(Arbeitsanweisung)
Entnimm dem folgenden Material jede Zeile, in der die Zeichenfolge „horizon“ vorkommt. Groß- und Kleinschreibung sind dabei zu beachten.
== Bereitgestelltes Material ==
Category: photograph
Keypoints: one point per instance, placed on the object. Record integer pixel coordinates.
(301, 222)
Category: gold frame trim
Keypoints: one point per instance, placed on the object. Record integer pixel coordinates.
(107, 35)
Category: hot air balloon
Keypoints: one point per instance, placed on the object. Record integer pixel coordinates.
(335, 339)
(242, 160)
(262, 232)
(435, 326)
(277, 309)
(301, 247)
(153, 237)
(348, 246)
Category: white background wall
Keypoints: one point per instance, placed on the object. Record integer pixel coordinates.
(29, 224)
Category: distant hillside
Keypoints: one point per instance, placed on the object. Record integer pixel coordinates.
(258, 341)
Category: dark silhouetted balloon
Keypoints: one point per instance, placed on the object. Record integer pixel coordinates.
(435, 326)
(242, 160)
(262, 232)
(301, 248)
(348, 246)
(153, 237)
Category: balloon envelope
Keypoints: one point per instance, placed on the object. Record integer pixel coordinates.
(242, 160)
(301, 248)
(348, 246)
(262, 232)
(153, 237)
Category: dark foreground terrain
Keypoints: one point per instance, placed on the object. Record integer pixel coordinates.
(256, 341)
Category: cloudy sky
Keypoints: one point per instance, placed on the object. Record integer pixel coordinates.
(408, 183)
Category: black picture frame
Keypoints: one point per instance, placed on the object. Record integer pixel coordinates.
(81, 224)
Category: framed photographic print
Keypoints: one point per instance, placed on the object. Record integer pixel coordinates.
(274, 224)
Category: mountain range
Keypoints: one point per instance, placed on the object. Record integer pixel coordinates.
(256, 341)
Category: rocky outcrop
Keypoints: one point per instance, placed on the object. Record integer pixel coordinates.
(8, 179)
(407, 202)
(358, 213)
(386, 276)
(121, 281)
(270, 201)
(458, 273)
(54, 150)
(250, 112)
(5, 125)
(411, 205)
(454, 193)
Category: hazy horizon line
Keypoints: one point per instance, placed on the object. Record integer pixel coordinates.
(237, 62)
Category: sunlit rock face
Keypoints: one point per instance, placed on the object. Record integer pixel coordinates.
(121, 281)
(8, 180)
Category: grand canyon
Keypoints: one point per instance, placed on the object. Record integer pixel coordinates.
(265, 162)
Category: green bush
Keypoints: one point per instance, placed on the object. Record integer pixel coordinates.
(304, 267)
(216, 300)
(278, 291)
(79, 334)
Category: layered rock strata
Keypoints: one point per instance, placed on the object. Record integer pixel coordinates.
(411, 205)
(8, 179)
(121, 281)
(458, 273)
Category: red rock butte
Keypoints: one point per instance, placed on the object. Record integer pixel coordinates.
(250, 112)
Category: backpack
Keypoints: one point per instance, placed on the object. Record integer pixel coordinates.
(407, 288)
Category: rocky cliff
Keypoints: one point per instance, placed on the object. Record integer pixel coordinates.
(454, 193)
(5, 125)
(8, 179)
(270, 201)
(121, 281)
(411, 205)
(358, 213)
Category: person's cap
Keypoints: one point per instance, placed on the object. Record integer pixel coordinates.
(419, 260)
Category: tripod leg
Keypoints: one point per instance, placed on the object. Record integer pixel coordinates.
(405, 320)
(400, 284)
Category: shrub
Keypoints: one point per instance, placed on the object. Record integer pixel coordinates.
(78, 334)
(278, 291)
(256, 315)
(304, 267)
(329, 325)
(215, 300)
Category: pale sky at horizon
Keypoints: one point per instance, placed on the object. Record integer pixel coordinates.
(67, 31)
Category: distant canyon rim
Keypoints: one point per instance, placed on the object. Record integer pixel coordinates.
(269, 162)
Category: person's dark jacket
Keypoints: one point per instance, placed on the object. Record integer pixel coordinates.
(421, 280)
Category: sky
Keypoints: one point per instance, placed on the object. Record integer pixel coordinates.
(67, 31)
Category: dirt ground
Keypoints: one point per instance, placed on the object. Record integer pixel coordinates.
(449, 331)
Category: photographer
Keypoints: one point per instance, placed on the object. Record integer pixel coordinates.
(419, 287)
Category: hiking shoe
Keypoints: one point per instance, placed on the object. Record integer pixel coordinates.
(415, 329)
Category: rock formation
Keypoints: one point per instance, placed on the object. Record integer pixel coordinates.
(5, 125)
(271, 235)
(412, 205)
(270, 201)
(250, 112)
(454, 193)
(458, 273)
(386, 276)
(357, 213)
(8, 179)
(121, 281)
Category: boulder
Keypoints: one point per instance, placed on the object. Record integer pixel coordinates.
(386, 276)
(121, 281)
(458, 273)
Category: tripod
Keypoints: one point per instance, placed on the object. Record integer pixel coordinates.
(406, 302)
===
== Bereitgestelltes Material ==
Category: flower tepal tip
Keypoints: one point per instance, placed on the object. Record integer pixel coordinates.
===
(Richtige Antwort)
Category: hazy horizon line
Category: pale sky at horizon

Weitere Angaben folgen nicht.